Contour annotation records:
----------

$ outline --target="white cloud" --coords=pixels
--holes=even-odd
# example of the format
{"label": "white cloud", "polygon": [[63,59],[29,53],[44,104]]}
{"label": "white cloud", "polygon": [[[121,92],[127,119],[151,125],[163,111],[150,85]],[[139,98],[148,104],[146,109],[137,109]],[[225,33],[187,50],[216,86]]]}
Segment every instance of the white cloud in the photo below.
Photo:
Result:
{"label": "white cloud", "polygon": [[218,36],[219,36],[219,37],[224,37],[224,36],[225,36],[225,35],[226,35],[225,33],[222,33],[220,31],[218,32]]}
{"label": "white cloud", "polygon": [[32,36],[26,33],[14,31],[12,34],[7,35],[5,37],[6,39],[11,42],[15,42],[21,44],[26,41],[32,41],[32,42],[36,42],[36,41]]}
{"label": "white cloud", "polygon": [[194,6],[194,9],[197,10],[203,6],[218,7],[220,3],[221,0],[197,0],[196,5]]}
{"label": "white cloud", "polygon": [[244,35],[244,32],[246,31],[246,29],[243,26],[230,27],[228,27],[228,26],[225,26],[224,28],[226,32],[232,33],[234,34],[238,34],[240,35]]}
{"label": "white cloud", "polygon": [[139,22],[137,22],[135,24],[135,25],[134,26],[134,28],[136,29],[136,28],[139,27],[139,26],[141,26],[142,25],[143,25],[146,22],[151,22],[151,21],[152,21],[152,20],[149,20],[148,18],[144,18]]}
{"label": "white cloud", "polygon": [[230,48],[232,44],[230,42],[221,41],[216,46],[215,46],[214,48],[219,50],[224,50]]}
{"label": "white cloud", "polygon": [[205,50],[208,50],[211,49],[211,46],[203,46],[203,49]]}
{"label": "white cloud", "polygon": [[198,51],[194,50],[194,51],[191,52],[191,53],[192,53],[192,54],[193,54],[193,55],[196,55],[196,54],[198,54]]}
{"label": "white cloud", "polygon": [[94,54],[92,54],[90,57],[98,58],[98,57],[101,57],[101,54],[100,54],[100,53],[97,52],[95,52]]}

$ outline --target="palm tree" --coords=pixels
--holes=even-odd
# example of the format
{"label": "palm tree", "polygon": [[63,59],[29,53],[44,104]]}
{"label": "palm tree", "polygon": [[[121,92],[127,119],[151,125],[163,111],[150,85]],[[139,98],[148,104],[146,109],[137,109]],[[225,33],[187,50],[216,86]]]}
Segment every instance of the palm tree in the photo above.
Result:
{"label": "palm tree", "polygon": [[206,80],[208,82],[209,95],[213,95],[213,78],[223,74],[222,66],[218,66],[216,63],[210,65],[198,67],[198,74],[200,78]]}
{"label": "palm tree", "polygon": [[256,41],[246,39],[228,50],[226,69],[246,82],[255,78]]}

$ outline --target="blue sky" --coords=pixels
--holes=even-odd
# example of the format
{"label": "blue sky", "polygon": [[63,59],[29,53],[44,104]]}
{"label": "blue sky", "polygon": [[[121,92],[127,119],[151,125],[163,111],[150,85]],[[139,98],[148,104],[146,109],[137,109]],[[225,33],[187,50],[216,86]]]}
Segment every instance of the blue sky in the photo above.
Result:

----------

Written request:
Copy every line of the records word for word.

Full solution:
$ outline --target="white cloud" --coords=pixels
--holes=even-odd
# example of the format
{"label": "white cloud", "polygon": [[63,59],[29,53],[44,104]]}
{"label": "white cloud", "polygon": [[[121,92],[127,119],[151,125],[163,111],[150,85]],[[139,98],[148,104],[146,109],[137,109]],[[225,33],[187,50],[216,86]]]}
Segment every instance of the white cloud in the photo below.
Photo:
Result:
{"label": "white cloud", "polygon": [[218,36],[219,36],[219,37],[224,37],[224,36],[225,36],[225,35],[226,35],[225,33],[222,33],[220,31],[218,32]]}
{"label": "white cloud", "polygon": [[32,36],[26,33],[14,31],[12,34],[7,35],[5,37],[6,39],[11,42],[15,42],[21,44],[26,41],[32,41],[32,42],[36,42],[36,41]]}
{"label": "white cloud", "polygon": [[194,6],[194,9],[197,10],[203,6],[218,7],[220,3],[221,0],[197,0],[196,5]]}
{"label": "white cloud", "polygon": [[244,35],[244,32],[246,31],[246,29],[243,26],[230,27],[228,27],[228,26],[225,26],[224,28],[226,32],[232,33],[234,34],[238,34],[240,35]]}
{"label": "white cloud", "polygon": [[139,22],[137,22],[135,24],[135,25],[134,26],[134,28],[136,29],[136,28],[139,27],[139,26],[141,26],[142,25],[143,25],[146,22],[151,22],[151,21],[152,21],[152,20],[149,20],[148,18],[144,18]]}
{"label": "white cloud", "polygon": [[230,48],[232,44],[230,42],[221,41],[216,46],[215,46],[214,48],[219,50],[224,50]]}
{"label": "white cloud", "polygon": [[205,50],[208,50],[211,49],[211,46],[203,46],[203,49]]}
{"label": "white cloud", "polygon": [[198,51],[194,50],[194,51],[191,52],[191,53],[192,53],[192,54],[193,54],[193,55],[196,55],[196,54],[198,54]]}
{"label": "white cloud", "polygon": [[94,54],[92,54],[90,57],[98,58],[98,57],[101,57],[101,54],[100,54],[100,53],[97,52],[95,52]]}

$ outline --target="palm tree" --coords=pixels
--holes=even-odd
# example of the format
{"label": "palm tree", "polygon": [[63,59],[29,53],[44,104]]}
{"label": "palm tree", "polygon": [[[121,92],[127,119],[151,125],[163,111],[150,85]],[[139,98],[148,104],[146,109],[137,109]],[[225,33],[187,50],[216,86]]]}
Segment every instance of the palm tree in the photo above.
Result:
{"label": "palm tree", "polygon": [[206,80],[208,82],[209,95],[213,95],[213,78],[223,74],[222,66],[218,66],[216,63],[210,65],[198,67],[198,74],[200,78]]}
{"label": "palm tree", "polygon": [[256,41],[246,39],[228,50],[226,69],[246,82],[255,78]]}

$ outline --target="blue sky" --coords=pixels
--holes=even-odd
# example of the format
{"label": "blue sky", "polygon": [[63,59],[29,53],[44,104]]}
{"label": "blue sky", "polygon": [[[121,92],[127,119],[151,125],[163,111],[150,85]],[[139,98],[148,104],[146,109],[137,109]],[[225,33],[187,50],[216,86]]]}
Segment every instance of the blue sky in the photo above.
Result:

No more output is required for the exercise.